▸ WORK INSTRUCTIONS:
**1.** In the introduction on human error, rewrite the passage from "For years, human" to "across Europe [3].", replacing "railway system" with "rail network".
**2.** According to the introduction on human error, what system did Madigan et al. use to examine rail industry incident reports?
**3.** Pick up the introduction on human error where it stops and write what comes next.

▸ EXTRACT TO READ:

1 Introduction

For years, human errors and individual component failure were considered the basic reasons for many accidents [1, 15, 21,22,23,24]. It has been lately argued that human error was a causal factor in the occurrence of many serious accidents in the railway system, both in the UK [2] and across Europe [3].

Many organizations are looking forward to reduce human errors to increase efficiency. For example, a petrochemical unit is one of the places that has the potentiality prone to accidents. In other words, in these places human mistakes impose at great costs to the organization and hence reduce efficiency.

In this regard in the recent years a large number of articles have been published which aimed to reduced human errors and consequently increase organizational efficiency. Madigan et al. [4] examined the relationship between active and latent factors and found a solution for these types of incidents by using human factor analysis and classification system (HFACS) to examine rail industry incident reports.

▸ DATA EXCERPTS:
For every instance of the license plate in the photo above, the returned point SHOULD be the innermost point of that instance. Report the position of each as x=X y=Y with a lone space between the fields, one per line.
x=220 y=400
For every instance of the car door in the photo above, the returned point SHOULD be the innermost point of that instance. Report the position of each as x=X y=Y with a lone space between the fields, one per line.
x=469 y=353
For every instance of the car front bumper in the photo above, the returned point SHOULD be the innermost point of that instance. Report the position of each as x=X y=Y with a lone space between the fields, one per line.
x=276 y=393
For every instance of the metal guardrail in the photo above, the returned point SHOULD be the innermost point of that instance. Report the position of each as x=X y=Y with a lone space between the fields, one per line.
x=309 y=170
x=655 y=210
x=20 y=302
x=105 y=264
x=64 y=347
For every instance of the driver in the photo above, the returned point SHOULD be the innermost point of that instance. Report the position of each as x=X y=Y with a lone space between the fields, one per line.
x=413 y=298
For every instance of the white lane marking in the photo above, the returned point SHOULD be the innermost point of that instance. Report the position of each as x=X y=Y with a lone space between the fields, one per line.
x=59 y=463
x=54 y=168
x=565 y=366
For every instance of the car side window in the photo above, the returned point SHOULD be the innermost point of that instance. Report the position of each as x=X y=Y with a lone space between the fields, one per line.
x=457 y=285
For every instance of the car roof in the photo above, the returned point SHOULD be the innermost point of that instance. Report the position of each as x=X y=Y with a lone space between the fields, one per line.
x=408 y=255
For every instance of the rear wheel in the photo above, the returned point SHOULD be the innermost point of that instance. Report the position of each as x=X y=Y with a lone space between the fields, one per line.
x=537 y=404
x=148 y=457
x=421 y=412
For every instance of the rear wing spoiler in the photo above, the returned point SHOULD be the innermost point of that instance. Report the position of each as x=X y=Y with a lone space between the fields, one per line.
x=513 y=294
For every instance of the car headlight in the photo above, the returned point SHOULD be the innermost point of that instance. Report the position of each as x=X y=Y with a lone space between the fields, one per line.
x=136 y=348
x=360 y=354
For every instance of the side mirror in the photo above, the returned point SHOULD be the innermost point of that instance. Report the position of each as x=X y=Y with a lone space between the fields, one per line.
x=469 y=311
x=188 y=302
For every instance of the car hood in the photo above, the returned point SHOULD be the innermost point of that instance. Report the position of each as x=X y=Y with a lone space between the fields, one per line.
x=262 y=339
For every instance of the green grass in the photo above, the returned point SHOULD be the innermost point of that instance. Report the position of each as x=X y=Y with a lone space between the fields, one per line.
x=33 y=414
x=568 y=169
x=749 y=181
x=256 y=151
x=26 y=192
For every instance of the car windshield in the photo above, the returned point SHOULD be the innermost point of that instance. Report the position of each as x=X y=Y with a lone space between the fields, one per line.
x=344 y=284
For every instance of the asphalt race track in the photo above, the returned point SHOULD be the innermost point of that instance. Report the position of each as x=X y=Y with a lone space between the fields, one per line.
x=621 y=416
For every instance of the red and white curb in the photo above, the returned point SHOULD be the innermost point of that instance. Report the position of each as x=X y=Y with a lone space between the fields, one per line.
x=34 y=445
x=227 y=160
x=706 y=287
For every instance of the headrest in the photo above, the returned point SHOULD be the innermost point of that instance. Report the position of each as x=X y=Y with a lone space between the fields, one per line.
==
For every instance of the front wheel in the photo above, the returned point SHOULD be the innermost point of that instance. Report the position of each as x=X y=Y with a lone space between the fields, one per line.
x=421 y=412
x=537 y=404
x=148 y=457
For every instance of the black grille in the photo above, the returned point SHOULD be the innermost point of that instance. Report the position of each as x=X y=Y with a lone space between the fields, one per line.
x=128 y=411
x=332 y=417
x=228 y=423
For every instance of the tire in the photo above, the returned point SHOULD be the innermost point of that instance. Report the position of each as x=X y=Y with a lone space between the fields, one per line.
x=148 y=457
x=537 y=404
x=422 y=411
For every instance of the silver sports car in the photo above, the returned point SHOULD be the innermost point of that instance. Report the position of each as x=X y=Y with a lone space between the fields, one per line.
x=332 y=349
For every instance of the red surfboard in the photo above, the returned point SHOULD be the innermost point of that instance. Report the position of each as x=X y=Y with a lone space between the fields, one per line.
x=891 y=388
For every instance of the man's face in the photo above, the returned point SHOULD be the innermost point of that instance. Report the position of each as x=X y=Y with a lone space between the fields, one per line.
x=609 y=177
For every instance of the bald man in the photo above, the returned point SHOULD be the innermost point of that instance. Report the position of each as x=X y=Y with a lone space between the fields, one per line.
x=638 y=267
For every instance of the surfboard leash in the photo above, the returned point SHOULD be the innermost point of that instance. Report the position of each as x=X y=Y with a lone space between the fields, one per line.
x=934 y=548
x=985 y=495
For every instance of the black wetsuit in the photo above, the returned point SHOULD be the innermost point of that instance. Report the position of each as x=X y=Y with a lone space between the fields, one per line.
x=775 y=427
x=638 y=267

▸ WRITTEN ANSWERS:
**1.**
For years, human errors and individual component failure were considered the basic reasons for many accidents [1, 15, 21,22,23,24]. It has been lately argued that human error was a causal factor in the occurrence of many serious accidents in the rail network, both in the UK [2] and across Europe [3].

**2.** The human factor analysis and classification system (HFACS).

**3.**
As mentioned earlier, human error and safety management are the subjects which many organizations face and in this regard, several methods and approaches have been suggested which aim to increase organizations, ability regarding them. In another study, Azadeh and Zarrin [5] have evaluated the efficiency and effectiveness of a large petrochemical plant’s staff by considering three concepts namely Resilience Engineering (RE), motivational factors in the work environment and Health, Safety Environment and Ergonomics (HSEE).

Malgorzata Pecillo [6] checked out whether the resilience engineering concept is related to the implementation of occupational safety and health management systems (OSH MSs) and to safety levels in Polish enterprises of different sizes and activities. In the literature, two concepts and approaches namely Resilience Engineering and Integrated Resilience Engineering have been proposed to reduce accidents and increase efficiency.

If we were to break down Resilience Engineering from the engineering point of view, that would be the practice of identifying and detecting the instabilities, variations, interferences or any sort of surprises and actually try to change, revise or tackle the identified issues [7]. During the recent years, a strong interest has been shown in organizational resilience in both theory and application [8].

Nowadays the resilience engineering approach appears to be a practical idea, considering the fact that it can extensively increase the safety in complex systems since it has the ability to incorporate both safety and performance together in a functional way without causing any conflict in terms of performance and safety [9].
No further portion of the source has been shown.